___ Extracted records ___
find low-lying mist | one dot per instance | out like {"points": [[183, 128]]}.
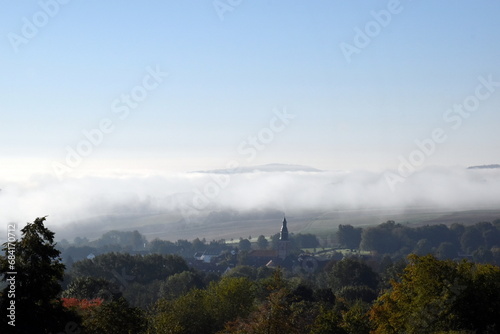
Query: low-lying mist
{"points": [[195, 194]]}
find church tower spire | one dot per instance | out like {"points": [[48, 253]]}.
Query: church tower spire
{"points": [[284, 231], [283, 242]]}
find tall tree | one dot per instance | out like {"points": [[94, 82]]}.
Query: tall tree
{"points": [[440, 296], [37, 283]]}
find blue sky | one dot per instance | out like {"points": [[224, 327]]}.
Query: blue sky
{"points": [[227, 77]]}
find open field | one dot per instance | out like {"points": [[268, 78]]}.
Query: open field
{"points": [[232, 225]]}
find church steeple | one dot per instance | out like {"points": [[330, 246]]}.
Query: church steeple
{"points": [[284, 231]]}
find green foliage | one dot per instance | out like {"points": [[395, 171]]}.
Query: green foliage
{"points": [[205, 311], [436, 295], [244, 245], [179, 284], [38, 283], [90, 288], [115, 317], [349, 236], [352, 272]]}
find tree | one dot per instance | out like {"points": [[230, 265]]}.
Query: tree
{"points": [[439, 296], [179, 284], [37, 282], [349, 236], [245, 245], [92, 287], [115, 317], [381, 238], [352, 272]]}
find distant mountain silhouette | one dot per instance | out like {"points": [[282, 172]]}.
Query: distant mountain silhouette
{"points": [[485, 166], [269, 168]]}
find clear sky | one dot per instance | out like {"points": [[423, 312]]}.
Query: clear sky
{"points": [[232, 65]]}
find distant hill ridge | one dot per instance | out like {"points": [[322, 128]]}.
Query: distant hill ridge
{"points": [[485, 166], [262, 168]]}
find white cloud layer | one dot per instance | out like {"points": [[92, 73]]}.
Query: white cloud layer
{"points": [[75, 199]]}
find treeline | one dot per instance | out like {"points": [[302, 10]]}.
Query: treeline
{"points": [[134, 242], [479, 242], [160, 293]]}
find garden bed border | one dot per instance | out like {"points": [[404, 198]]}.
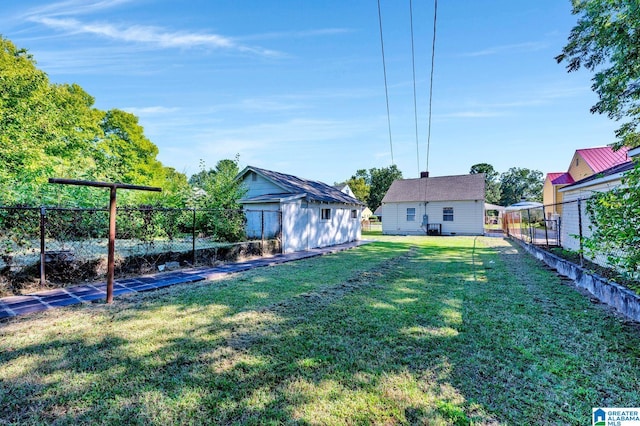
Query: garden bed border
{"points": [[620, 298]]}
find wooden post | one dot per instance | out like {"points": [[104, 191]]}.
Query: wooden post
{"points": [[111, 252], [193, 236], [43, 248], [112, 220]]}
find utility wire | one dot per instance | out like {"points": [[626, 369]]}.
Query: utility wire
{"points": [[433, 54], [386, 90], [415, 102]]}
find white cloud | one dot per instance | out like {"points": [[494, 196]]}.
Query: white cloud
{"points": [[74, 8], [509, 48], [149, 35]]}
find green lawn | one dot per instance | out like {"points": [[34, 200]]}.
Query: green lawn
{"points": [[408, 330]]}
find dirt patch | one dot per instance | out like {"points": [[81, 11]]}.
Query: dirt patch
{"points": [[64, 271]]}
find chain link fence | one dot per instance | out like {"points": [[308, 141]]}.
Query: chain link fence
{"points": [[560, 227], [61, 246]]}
___
___ Extracted records ___
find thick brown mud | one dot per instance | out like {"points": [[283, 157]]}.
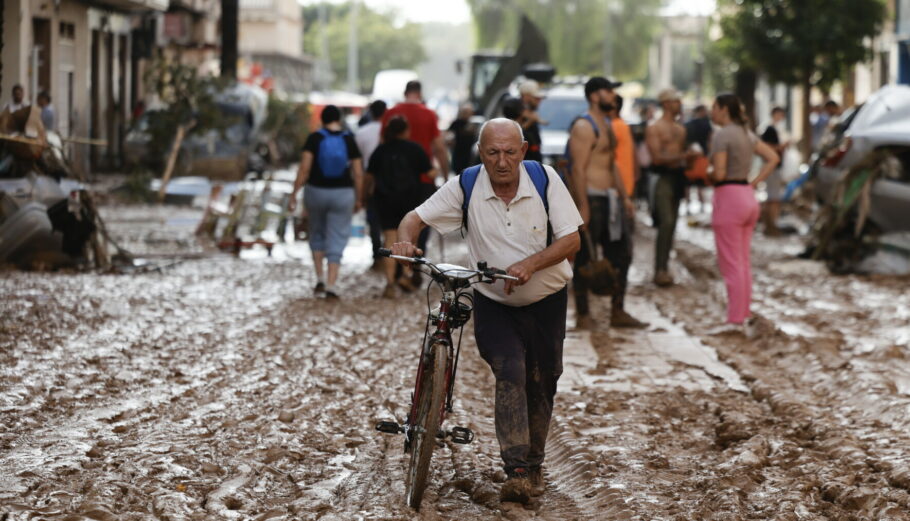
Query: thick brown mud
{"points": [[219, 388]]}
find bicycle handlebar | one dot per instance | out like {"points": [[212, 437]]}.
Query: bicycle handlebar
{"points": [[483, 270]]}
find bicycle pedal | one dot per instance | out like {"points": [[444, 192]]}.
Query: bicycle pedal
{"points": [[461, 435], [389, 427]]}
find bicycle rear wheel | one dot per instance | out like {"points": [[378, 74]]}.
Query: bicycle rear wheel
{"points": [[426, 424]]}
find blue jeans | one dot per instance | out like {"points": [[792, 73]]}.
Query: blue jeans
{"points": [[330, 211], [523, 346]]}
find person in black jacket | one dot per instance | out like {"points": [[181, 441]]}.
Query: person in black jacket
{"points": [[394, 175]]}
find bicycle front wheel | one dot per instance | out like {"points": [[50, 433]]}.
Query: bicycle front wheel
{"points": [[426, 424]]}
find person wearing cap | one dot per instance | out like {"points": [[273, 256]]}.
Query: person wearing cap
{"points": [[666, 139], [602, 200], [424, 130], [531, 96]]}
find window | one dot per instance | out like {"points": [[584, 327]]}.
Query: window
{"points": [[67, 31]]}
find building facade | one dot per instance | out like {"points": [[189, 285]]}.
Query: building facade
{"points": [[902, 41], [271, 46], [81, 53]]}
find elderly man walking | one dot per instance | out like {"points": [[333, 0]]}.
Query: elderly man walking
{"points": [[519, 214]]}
___
- **Goal**:
Please count the rows above that contain the string "post" and give only that number.

- **Response**:
2